**DOCUMENT SECTION:**
Single Drug Could Have Multiple Targets in Future
Hope for the development of a potential drug with multiple targets has been provided by a new discovery by researchers from the University of California San Diego
Hope for the development of a potential drug with multiple targets has been provided by a new discovery by researchers from the University of California San Diego and the City University of New York (CUNY).
They have identified the potential molecular targets of the anti-HIV drug nelfinavir, which may explain why the drug is also effective as a cancer therapy.
Nelfinavir is a protease inhibitor that prevents replication of the HIV virus. It has also been found to have a positive effect on a number of solid tumor types but the mechanism of how the drug worked in humans was unclear.
The team combined a wide array of computational techniques to investigate the molecular mechanisms underlying nelfinavir's observed anti-cancer effect.
They found that there are weak interactions with a multitude of molecular targets, rather than a strong interaction with a single target.

**USING THE INFORMATION:**
(1) In the article on nelfinavir, replace "computational techniques" with "computer-based methods" and write out the passage starting with "The team combined" and going on through "a single target.".
(2) According to the article on nelfinavir, what type of drug is nelfinavir, and what does it prevent?
(3) Continue the article on nelfinavir from the point where it ends.

**DATA BELOW:**

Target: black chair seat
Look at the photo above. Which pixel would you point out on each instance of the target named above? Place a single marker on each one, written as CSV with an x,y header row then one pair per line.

**TASK ANSWERS:**
(1)
The team combined a wide array of computer-based methods to investigate the molecular mechanisms underlying nelfinavir's observed anti-cancer effect.
They found that there are weak interactions with a multitude of molecular targets, rather than a strong interaction with a single target.

(2) Nelfinavir is a protease inhibitor that prevents replication of the HIV virus.

(3)
While drug molecules are designed to bind to targeted proteins in order to achieve a therapeutic effect, small drug molecules can also attach to off-target proteins with similar binding sites.
The result may be unwanted side effects or, as in the case of nelfinavir, a secondary and positive effect.
Philip E. Bourne, professor of pharmacology at UCSD Skaggs School of Pharmacy and Pharmaceutical Sciences, and his colleagues suggested that it is the collective effect of these weak interactions that leads to the clinical efficacy of nelfinavir.
The findings have been published in the open-access journal PLoS Computational Biology.